--- SOURCE DATA ---

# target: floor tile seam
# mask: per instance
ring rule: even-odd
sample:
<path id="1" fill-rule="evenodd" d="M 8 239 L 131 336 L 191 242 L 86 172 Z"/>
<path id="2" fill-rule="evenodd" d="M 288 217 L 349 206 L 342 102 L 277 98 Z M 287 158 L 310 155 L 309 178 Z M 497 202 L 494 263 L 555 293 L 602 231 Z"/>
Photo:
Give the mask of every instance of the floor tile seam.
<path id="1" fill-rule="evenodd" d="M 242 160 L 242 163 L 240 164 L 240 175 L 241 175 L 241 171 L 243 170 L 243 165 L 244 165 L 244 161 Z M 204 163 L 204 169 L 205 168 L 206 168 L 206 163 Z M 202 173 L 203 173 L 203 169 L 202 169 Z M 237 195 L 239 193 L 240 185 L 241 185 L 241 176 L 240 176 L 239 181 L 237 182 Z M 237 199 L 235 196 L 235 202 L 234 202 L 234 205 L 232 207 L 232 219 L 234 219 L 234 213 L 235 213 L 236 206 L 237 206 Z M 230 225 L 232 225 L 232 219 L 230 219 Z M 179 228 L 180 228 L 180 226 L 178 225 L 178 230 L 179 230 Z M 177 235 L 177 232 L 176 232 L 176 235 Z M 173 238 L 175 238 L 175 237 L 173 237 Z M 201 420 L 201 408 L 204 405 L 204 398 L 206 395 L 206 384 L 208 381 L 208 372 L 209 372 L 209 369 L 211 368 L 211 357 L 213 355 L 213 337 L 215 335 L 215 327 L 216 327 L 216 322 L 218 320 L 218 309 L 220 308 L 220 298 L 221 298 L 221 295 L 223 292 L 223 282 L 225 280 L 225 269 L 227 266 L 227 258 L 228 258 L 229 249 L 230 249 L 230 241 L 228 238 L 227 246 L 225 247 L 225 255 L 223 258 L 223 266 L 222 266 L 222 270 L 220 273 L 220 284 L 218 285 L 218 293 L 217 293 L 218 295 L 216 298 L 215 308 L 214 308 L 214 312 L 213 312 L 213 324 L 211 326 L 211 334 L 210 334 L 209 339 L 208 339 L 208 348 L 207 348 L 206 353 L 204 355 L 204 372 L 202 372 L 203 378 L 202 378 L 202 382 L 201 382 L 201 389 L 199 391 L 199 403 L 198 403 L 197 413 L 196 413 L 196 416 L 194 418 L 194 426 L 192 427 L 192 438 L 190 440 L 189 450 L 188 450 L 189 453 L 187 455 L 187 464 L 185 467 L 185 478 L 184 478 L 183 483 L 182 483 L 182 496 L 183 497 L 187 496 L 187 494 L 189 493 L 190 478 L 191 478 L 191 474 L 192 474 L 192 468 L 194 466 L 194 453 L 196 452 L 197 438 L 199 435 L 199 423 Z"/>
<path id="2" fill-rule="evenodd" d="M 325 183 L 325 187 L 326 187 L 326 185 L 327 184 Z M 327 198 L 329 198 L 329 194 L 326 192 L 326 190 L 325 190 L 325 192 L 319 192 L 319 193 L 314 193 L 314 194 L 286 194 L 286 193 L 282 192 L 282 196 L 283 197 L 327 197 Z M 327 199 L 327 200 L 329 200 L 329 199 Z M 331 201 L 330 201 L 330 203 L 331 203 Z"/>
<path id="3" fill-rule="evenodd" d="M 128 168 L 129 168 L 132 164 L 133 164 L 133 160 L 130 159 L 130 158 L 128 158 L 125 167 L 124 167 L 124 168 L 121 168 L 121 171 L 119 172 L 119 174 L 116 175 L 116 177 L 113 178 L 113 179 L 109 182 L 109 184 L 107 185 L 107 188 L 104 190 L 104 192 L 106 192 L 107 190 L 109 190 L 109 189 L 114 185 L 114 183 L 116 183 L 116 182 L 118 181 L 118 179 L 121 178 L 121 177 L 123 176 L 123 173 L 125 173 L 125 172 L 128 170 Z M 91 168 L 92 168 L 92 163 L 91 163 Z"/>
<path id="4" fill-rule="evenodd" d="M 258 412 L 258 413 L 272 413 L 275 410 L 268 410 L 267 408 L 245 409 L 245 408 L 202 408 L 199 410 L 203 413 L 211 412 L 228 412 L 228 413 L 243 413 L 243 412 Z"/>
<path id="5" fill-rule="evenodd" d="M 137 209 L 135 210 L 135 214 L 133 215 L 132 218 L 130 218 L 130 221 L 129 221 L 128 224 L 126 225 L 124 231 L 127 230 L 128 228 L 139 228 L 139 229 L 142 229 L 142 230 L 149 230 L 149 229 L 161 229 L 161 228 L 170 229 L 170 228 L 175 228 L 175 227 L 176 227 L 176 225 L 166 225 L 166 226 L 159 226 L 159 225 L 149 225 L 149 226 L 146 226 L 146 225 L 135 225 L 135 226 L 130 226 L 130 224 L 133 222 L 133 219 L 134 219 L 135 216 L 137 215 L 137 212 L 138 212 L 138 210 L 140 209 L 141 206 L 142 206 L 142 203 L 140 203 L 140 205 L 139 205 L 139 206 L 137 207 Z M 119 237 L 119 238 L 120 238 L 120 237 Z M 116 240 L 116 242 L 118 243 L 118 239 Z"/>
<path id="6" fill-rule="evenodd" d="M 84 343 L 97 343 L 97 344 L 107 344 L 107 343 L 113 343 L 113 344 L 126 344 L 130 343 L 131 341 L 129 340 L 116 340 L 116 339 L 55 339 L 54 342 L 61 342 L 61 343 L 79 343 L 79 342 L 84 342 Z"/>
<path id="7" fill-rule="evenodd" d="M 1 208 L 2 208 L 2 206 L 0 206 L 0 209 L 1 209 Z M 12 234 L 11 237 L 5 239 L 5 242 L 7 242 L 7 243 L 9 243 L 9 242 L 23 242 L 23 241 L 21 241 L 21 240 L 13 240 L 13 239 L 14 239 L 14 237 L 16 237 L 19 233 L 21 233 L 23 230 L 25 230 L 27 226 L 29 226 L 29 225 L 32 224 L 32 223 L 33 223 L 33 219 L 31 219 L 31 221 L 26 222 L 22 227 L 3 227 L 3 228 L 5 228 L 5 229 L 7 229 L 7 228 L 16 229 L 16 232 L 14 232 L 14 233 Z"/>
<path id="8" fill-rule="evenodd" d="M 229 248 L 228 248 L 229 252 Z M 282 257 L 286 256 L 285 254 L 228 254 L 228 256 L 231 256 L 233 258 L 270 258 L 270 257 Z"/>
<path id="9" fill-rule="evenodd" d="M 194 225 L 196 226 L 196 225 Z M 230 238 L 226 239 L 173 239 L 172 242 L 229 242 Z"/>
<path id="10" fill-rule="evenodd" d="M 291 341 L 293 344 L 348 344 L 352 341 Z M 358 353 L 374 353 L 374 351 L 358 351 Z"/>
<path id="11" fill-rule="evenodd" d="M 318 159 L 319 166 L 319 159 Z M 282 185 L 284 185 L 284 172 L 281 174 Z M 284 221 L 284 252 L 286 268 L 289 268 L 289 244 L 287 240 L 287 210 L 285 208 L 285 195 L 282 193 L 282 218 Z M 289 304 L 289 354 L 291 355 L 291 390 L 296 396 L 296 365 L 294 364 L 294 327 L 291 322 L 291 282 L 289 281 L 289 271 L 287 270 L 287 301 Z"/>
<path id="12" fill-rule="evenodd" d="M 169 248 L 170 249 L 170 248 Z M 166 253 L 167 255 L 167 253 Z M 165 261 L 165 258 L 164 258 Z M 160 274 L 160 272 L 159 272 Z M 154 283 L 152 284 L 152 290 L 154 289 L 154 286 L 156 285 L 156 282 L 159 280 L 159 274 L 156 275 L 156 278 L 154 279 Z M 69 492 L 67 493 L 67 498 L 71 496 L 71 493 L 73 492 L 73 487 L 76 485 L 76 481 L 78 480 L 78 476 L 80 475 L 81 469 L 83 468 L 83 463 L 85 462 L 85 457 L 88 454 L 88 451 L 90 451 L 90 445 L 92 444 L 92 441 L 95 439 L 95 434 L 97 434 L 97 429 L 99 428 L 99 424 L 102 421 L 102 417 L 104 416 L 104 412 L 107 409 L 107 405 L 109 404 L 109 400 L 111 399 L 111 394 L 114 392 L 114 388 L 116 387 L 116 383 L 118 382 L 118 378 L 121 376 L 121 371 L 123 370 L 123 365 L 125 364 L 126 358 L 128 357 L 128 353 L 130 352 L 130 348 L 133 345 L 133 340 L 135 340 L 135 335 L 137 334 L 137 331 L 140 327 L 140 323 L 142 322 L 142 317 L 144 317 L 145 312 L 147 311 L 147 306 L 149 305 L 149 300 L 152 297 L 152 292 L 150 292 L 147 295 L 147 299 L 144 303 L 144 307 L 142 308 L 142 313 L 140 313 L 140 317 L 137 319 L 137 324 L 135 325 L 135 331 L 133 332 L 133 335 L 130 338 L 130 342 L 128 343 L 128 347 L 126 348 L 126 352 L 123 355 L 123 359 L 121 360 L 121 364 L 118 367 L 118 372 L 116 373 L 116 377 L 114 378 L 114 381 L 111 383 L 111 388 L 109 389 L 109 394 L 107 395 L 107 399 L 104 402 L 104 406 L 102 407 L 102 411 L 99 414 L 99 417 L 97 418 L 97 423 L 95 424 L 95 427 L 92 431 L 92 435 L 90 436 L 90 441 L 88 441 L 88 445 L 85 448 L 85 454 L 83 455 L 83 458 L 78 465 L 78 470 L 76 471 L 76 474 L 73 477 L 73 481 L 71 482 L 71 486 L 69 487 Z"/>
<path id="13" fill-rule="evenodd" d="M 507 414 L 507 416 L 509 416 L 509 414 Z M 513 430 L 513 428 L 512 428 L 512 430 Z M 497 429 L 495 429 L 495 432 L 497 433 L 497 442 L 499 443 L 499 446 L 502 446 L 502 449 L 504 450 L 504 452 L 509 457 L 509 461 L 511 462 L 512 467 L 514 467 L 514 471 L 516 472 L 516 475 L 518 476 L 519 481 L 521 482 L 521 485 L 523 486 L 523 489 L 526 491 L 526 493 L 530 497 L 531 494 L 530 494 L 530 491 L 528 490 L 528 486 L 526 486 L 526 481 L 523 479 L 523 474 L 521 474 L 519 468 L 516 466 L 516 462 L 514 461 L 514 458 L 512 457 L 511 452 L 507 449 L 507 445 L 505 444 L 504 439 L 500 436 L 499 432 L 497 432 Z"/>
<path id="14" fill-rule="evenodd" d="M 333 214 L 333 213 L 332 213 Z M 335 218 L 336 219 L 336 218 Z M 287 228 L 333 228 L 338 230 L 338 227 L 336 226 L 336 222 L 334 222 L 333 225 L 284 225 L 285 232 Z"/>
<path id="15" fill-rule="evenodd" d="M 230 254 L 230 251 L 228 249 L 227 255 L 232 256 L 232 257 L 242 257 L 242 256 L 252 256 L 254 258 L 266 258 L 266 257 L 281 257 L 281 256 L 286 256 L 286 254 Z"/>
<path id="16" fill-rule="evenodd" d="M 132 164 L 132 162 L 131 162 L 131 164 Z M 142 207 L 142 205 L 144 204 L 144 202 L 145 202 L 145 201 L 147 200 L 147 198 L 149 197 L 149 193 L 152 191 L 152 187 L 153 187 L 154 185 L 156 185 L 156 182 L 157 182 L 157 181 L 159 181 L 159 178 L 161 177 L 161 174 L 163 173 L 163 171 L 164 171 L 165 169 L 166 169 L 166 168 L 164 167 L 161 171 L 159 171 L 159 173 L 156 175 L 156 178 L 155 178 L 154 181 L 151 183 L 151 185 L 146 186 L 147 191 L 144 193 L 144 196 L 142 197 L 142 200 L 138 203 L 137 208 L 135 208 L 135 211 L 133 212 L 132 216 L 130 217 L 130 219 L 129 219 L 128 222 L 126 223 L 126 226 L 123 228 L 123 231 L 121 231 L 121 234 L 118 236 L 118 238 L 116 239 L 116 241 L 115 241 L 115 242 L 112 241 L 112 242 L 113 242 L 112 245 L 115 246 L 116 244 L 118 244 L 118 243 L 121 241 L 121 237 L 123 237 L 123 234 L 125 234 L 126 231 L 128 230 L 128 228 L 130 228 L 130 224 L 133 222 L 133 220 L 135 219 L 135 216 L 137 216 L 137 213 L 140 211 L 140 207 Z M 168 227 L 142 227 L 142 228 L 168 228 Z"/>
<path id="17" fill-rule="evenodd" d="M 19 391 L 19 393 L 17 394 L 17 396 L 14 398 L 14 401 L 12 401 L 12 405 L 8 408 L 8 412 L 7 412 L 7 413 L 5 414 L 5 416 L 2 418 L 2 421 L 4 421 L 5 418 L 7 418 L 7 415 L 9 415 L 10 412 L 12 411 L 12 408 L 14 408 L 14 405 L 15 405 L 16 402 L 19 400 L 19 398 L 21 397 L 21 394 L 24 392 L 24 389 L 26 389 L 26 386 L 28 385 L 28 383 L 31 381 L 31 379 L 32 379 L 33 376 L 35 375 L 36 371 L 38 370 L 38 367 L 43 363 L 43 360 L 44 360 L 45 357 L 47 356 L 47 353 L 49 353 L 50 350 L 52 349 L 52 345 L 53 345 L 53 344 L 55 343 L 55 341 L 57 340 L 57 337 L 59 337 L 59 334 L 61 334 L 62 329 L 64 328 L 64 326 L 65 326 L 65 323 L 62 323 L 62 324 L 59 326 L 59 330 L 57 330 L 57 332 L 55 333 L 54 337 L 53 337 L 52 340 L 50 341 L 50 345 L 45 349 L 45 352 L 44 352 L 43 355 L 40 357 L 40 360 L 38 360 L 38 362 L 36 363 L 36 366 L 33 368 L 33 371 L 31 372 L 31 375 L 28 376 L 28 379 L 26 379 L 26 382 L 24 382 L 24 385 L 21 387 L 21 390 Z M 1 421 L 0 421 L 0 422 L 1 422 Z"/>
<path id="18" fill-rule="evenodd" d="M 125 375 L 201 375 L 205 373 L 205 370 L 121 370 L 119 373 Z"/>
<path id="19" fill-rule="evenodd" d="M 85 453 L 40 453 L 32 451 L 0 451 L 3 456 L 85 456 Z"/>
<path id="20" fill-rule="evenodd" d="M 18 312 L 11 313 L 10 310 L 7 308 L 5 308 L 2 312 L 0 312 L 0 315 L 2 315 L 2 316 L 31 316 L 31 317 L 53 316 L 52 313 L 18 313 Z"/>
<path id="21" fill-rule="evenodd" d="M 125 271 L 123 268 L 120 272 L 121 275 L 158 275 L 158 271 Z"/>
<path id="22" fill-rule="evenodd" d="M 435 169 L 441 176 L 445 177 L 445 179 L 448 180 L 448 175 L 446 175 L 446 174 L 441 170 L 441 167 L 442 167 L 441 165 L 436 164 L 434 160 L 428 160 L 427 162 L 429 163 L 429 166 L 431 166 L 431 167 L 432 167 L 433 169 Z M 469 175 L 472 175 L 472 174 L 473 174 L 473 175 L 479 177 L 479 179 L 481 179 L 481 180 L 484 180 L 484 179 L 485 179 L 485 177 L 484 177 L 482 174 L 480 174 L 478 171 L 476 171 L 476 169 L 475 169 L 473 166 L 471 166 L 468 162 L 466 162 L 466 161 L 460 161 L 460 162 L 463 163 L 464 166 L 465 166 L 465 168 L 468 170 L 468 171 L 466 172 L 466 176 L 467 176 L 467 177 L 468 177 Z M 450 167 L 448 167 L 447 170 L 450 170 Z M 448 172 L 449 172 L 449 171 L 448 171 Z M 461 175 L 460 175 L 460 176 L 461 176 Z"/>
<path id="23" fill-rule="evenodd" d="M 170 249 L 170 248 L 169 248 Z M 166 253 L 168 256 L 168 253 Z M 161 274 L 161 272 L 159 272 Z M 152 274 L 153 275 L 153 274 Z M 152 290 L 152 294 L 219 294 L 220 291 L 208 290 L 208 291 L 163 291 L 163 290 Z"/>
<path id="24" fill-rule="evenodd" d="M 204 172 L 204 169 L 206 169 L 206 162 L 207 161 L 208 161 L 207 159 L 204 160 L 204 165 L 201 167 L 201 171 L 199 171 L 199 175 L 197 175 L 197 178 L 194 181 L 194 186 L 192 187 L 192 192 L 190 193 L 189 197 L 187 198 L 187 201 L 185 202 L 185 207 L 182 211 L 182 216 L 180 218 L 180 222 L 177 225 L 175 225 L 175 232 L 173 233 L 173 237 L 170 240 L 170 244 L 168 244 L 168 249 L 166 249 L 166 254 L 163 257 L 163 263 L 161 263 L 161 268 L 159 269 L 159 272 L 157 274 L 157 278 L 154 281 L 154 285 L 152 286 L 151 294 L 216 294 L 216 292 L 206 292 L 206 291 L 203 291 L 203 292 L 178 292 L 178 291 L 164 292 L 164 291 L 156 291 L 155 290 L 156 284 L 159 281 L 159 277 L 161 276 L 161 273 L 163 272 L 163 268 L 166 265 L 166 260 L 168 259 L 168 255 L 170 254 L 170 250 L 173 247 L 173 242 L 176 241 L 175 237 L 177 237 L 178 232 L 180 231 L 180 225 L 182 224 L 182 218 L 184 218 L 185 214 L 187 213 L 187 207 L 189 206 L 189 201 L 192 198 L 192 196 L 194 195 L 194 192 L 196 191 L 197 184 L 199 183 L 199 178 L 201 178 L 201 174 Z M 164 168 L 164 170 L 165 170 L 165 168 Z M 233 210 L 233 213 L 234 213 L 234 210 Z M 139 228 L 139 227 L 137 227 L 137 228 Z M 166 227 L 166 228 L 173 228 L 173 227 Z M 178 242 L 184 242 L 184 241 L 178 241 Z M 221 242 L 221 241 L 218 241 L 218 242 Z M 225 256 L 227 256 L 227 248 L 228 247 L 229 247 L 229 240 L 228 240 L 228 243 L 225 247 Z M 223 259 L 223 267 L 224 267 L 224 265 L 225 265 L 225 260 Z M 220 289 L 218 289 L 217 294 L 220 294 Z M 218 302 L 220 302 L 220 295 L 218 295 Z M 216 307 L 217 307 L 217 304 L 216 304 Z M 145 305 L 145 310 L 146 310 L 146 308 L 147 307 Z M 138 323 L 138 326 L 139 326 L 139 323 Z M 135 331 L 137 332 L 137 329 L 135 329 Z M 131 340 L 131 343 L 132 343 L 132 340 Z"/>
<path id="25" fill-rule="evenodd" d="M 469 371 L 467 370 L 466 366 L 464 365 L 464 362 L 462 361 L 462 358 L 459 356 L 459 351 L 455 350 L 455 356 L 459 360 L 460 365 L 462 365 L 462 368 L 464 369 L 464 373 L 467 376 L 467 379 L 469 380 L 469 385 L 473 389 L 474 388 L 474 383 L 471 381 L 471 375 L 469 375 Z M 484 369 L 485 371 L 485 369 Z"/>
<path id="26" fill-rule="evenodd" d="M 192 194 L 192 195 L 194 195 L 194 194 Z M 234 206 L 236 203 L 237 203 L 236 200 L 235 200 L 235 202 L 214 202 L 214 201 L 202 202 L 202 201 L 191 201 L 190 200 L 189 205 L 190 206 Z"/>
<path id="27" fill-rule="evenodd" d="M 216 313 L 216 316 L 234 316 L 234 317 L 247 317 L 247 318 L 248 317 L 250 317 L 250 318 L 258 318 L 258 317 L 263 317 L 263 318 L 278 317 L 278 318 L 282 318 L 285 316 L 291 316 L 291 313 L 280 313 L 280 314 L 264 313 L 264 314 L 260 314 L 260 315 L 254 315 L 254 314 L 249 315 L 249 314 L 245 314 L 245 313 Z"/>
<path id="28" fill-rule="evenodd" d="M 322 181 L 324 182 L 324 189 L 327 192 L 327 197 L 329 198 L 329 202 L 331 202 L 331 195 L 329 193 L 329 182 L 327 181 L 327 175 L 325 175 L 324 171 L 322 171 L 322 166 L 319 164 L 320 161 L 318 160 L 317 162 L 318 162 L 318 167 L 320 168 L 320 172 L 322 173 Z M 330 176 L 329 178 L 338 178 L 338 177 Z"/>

---

## WHAT YOU NEED TO DO
Extract all lines of the records above that include "instance".

## EXERCISE RESPONSE
# mask: per instance
Give the mask of every instance of the floor tile seam.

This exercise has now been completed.